=== ACTIONS TO TAKE ===
A - Answer these from the user-agent passage:
(i) Which word does it search the user agent for to spot mobile systems?
(ii) What share of user agents does it report as containing "Chrome"?
(iii) Which web address does it give for a list of user agents?
B - Write what follows next in the user-agent passage, picking up after its final line.

=== PASSAGE SHOWN ===
**********

Then, we look at the type of operating systems, particularly mobile vs. desktop. Identifying this is actually more much difficult than it appears. For a list of user-agent used, see https://deviceatlas.com/blog/list-of-user-agent-strings.

Here, we simply search the user agent with the word “mob”.

mean(str_detect(logfile$user.agent, "[mM]ob"))
## [1] 0.01399839

Next, we look at different types of browsers.

mean(str_detect(logfile$user.agent, "Chrome"))
## [1] 0.1183692
mean(str_detect(logfile$user.agent, "Safari") & !str_detect(logfile$user.agent, "Chrome"))
## [1] 0.01932792
mean(str_detect(logfile$user.agent, "MSIE"))

**********

=== DATA SECTION ===
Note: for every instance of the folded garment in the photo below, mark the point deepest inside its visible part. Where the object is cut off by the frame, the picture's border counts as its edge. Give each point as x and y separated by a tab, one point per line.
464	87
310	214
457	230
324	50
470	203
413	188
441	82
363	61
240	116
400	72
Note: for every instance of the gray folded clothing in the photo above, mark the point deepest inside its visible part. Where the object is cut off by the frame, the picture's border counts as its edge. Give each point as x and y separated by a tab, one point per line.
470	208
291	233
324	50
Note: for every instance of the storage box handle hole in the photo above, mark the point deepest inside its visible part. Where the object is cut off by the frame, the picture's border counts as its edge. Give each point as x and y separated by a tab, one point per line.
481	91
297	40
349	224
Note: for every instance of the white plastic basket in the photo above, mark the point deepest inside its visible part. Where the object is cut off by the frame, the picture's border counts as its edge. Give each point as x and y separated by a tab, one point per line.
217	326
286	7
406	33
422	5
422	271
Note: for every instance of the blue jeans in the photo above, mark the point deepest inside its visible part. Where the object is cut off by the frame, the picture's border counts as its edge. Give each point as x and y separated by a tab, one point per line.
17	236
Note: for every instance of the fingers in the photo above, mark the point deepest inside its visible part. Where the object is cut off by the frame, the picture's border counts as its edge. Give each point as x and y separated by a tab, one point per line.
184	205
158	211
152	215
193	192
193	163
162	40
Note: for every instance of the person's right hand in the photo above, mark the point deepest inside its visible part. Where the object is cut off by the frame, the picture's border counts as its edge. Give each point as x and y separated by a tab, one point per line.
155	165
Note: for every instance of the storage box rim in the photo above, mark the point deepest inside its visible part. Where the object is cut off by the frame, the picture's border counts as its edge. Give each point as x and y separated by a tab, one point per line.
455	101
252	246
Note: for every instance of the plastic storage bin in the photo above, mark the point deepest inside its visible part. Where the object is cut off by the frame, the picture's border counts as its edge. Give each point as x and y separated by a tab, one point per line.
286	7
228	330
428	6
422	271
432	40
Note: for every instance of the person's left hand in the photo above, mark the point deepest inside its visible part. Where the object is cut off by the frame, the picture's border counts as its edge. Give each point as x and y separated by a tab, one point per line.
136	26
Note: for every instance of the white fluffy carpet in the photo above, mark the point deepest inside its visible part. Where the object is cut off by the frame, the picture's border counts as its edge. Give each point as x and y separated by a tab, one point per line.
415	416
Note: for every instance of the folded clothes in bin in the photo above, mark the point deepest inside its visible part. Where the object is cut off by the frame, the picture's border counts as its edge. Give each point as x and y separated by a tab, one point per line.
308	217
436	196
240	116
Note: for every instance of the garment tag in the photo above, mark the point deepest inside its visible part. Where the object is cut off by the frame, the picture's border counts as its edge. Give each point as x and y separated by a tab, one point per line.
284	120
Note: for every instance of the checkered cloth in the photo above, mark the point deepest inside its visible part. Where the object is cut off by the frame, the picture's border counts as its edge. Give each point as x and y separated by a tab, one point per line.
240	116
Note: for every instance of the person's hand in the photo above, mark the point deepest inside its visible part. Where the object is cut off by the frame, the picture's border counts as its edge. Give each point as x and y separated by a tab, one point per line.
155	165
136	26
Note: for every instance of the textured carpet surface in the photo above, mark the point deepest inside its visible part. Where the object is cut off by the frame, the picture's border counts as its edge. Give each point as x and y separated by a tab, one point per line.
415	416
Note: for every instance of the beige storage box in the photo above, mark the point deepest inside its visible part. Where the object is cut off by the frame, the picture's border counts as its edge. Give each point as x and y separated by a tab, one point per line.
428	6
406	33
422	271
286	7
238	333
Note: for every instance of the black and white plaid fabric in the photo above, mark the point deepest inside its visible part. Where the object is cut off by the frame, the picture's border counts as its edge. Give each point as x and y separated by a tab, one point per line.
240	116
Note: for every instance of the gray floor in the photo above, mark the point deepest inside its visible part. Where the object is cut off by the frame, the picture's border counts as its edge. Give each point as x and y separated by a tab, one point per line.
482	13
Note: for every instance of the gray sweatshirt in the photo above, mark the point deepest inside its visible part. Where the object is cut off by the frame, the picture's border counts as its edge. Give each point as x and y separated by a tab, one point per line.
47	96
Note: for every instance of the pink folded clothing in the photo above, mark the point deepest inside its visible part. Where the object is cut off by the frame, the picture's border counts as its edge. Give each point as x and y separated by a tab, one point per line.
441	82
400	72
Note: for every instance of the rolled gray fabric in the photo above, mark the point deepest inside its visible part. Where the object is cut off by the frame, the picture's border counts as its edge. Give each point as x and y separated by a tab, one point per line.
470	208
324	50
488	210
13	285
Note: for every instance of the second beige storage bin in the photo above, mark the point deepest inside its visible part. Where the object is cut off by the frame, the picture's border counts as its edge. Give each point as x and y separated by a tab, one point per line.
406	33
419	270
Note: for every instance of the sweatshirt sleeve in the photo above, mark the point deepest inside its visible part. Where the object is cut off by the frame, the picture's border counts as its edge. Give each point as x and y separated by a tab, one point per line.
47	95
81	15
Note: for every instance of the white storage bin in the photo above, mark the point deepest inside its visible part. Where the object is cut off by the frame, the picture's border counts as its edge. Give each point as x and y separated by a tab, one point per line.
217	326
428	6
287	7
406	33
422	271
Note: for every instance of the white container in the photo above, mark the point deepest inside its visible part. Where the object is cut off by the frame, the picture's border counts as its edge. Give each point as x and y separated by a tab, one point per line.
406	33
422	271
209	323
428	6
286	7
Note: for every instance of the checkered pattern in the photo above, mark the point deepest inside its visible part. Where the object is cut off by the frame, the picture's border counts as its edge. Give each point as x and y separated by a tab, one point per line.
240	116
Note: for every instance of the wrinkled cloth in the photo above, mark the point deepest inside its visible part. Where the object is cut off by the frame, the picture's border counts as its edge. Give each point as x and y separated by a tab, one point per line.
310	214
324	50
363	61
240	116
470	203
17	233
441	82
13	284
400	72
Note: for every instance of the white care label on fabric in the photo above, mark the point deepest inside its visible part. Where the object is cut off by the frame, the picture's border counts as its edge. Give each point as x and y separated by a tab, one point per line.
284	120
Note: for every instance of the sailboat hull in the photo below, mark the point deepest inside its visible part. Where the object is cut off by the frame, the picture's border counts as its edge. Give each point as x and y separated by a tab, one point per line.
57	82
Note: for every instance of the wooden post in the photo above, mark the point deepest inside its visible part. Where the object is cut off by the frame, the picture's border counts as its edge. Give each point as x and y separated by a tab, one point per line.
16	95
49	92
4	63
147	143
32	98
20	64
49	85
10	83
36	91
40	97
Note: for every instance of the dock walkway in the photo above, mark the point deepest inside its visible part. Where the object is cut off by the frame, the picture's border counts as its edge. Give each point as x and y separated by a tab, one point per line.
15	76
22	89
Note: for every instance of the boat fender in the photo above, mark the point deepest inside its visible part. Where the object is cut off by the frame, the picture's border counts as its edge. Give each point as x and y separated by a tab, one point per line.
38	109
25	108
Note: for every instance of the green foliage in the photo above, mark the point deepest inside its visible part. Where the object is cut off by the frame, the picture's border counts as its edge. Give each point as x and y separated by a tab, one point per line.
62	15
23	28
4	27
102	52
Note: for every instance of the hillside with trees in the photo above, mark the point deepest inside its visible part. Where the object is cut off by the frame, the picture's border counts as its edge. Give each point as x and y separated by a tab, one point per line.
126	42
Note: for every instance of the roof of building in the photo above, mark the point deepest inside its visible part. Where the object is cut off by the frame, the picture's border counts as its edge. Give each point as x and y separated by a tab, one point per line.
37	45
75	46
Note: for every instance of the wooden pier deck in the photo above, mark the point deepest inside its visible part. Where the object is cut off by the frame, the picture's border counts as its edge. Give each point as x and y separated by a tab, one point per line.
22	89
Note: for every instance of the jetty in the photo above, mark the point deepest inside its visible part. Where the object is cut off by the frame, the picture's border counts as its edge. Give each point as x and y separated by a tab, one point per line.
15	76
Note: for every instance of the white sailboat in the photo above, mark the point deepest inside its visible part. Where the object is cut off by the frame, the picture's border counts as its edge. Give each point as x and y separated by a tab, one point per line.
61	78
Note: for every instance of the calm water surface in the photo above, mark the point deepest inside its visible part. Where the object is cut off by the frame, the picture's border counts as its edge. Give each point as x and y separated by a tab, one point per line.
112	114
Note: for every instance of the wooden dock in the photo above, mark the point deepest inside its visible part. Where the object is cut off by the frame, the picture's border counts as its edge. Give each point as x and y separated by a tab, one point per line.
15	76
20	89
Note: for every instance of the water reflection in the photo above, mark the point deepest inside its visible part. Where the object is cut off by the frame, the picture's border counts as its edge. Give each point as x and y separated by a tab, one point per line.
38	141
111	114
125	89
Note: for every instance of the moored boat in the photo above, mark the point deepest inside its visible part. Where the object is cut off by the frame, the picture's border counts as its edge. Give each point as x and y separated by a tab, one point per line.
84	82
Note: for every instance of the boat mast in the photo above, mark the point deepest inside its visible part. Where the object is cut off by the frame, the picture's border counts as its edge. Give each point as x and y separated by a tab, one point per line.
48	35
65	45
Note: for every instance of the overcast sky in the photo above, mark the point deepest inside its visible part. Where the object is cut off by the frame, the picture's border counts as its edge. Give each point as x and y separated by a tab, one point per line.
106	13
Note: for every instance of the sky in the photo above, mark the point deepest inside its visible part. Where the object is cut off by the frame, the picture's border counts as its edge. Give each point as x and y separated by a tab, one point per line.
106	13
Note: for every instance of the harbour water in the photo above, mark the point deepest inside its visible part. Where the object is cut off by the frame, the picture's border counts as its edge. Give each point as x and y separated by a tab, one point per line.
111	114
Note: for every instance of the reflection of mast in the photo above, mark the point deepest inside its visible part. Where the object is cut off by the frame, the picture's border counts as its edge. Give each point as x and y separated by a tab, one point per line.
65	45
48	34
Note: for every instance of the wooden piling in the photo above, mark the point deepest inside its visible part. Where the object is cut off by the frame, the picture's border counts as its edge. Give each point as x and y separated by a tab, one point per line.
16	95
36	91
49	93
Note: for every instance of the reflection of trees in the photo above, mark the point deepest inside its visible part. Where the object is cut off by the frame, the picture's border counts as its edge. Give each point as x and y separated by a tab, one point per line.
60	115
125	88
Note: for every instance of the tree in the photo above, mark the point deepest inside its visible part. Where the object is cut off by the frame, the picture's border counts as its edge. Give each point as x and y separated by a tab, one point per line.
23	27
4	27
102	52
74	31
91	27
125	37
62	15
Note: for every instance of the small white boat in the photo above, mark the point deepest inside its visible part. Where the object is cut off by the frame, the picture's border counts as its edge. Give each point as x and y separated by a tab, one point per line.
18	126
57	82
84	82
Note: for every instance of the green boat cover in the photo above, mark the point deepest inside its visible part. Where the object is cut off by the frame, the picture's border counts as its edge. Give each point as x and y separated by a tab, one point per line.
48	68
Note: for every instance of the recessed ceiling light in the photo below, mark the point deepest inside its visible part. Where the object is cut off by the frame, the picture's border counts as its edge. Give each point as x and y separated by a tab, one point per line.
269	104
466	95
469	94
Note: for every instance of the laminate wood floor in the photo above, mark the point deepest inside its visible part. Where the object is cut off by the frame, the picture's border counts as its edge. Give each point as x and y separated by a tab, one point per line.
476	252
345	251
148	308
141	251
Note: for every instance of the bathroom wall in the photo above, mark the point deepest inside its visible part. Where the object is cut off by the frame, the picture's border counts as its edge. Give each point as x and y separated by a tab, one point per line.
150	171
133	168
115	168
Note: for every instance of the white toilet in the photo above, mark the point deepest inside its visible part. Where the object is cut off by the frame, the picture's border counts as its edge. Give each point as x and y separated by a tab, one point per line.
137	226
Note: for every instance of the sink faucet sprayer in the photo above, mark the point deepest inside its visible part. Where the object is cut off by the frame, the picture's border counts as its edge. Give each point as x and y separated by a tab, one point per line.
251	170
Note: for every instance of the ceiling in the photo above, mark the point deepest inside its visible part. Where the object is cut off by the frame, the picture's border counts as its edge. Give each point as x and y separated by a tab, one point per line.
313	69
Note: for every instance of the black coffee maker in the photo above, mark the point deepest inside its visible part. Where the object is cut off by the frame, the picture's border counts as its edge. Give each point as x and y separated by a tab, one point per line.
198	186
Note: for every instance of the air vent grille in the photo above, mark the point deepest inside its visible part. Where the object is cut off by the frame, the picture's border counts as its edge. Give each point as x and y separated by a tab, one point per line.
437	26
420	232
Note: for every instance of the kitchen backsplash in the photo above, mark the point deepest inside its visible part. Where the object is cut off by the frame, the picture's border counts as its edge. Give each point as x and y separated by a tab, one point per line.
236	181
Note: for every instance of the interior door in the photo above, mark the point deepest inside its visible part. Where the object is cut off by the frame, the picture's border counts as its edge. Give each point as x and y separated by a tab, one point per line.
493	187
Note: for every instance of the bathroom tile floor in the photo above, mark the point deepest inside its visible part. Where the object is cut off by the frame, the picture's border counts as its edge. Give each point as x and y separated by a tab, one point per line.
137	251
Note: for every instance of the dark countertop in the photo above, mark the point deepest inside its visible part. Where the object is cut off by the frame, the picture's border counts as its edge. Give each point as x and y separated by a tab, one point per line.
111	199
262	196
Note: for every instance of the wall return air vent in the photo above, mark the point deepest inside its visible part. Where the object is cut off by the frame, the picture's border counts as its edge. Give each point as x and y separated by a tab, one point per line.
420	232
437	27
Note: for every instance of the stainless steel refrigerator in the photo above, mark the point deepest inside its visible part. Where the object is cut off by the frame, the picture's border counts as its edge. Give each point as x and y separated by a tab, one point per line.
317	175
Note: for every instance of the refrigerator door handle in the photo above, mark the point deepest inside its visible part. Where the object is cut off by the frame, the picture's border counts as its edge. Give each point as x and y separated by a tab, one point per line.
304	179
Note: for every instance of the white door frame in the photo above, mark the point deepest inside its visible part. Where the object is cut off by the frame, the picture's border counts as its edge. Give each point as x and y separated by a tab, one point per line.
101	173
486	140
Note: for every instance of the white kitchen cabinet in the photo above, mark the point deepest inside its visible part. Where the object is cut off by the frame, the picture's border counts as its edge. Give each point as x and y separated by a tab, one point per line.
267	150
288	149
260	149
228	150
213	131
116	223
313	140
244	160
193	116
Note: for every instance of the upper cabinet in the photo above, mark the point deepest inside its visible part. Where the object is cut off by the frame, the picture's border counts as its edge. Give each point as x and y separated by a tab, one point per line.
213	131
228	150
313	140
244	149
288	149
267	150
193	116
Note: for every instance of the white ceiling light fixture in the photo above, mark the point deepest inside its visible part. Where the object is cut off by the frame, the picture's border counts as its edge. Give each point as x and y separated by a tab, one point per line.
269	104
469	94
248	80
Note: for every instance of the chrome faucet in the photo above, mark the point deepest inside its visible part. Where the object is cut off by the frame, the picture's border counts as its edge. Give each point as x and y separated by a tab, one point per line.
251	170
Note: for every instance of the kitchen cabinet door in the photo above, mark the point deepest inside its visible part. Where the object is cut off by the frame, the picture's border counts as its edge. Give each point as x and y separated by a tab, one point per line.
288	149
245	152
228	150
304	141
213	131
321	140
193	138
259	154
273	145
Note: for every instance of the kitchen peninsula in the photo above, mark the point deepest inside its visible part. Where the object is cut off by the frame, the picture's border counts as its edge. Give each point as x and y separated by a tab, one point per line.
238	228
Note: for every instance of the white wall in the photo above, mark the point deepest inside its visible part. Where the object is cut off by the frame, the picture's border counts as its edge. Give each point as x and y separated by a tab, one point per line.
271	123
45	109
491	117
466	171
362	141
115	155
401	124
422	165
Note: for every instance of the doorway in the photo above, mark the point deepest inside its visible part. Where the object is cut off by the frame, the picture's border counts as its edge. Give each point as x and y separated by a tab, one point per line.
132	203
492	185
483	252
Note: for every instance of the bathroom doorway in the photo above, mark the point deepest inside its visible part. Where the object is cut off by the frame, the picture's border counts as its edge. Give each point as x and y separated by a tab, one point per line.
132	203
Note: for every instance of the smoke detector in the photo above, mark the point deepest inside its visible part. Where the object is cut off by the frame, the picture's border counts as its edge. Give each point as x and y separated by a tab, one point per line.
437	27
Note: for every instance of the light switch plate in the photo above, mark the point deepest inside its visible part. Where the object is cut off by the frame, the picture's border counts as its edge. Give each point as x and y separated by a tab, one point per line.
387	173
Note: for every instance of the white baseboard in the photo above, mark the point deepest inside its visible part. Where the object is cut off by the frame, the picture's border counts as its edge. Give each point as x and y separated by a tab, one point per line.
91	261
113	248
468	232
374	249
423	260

**********

=== ANSWERS TO THE TASKS ===
A -
(i) "mob"
(ii) 0.1183692
(iii) https://deviceatlas.com/blog/list-of-user-agent-strings

B -
## [1] 0.7540952
mean(str_detect(logfile$user.agent, "Firefox"))
## [1] 0.0332402

Finally, different types of OS.

mean(str_detect(logfile$user.agent, "Windows"))
## [1] 0.8321245
mean(str_detect(logfile$user.agent, "Linux"))
## [1] 0.05594573
mean(str_detect(logfile$user.agent, "Macintosh"))
## [1] 0.03540263

11.2.3 Maybe we should look at unique users instead.

distinct_log <- distinct(logfile, ip, .keep_all = TRUE)